**EXERCISE DETAILS**:
From the data that follows, report the number of lines including "green", and only that number.

-- STUDY MATERIAL follows --

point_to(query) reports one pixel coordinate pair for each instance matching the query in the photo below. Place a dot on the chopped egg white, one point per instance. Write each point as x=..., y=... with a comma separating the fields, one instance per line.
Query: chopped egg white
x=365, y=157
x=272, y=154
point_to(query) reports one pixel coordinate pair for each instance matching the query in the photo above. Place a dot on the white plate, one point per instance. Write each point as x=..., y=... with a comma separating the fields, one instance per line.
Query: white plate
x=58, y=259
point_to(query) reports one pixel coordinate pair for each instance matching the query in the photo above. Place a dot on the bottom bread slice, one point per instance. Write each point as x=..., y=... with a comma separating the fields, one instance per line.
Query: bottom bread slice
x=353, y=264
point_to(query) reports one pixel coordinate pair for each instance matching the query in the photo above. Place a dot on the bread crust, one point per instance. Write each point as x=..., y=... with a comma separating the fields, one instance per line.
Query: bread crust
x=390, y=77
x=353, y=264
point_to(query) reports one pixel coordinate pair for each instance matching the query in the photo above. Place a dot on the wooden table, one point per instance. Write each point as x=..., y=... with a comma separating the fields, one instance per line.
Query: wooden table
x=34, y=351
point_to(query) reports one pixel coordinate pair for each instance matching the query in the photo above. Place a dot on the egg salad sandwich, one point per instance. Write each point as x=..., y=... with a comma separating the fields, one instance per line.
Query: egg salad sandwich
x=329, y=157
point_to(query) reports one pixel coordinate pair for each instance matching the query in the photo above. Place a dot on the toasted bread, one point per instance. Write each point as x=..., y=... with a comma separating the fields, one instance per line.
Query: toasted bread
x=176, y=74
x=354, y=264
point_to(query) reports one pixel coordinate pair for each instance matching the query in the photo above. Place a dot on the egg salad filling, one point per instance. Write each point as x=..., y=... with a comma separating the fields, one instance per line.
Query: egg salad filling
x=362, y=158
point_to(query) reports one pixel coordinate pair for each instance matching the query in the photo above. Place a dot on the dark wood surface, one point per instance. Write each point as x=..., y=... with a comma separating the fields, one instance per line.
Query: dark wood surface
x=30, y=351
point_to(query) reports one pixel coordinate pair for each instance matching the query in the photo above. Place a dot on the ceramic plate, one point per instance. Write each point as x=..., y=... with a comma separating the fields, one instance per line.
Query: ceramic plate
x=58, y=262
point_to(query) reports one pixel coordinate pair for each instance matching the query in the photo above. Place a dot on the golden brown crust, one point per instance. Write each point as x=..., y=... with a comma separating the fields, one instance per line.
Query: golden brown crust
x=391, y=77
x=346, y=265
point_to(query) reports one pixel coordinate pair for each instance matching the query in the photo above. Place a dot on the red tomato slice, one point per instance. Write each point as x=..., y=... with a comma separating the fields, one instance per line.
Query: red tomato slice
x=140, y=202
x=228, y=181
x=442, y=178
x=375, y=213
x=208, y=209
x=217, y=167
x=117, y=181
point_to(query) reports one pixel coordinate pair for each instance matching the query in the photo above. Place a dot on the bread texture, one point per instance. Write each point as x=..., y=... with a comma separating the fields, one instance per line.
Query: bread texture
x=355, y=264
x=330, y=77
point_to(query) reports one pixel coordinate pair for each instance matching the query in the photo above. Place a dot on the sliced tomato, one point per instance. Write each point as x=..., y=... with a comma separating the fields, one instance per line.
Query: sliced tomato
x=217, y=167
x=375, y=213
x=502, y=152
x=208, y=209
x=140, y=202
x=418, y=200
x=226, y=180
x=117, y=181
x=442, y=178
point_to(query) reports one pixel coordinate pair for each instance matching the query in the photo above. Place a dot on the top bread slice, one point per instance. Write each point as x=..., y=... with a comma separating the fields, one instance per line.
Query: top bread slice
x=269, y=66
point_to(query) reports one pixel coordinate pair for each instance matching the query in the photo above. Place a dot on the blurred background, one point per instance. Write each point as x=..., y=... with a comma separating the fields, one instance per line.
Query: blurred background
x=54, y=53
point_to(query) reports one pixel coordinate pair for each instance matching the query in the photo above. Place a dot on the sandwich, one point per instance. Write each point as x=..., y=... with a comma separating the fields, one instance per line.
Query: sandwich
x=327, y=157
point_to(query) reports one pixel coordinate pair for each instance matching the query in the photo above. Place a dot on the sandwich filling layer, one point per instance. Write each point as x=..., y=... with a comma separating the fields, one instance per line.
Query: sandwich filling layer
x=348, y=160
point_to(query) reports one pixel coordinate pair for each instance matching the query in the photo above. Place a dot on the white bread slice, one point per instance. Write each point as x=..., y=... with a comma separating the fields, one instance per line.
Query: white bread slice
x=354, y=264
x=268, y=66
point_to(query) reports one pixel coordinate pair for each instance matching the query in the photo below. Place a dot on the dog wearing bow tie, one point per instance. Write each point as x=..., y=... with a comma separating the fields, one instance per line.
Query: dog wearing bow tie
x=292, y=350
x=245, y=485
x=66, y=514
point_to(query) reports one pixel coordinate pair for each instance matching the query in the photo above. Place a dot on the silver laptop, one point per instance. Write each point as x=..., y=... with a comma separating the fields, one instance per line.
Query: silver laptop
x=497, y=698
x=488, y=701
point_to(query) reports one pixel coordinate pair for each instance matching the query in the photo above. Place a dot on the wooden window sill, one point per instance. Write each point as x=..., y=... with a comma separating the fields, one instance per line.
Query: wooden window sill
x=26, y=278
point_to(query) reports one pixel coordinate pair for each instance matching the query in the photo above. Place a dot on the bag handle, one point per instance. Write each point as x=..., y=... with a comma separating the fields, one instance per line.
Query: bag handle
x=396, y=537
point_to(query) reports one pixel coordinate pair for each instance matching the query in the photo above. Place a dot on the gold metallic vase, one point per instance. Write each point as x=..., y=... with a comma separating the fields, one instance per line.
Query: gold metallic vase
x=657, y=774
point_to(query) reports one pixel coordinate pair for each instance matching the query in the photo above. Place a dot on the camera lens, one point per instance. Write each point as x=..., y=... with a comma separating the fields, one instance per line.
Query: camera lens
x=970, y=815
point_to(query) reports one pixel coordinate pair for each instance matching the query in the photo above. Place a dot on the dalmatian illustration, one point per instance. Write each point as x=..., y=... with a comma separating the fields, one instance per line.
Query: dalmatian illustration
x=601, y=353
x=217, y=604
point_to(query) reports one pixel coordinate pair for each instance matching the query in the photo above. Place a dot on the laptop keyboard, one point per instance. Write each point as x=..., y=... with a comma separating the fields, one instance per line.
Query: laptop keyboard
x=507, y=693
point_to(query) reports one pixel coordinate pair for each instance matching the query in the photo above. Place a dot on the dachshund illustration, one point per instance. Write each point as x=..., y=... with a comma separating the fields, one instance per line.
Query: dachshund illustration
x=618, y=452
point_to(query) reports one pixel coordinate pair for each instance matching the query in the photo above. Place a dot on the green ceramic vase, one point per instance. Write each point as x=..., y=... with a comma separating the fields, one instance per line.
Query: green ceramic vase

-- STUDY MATERIAL concluded --

**TASK RESULT**:
2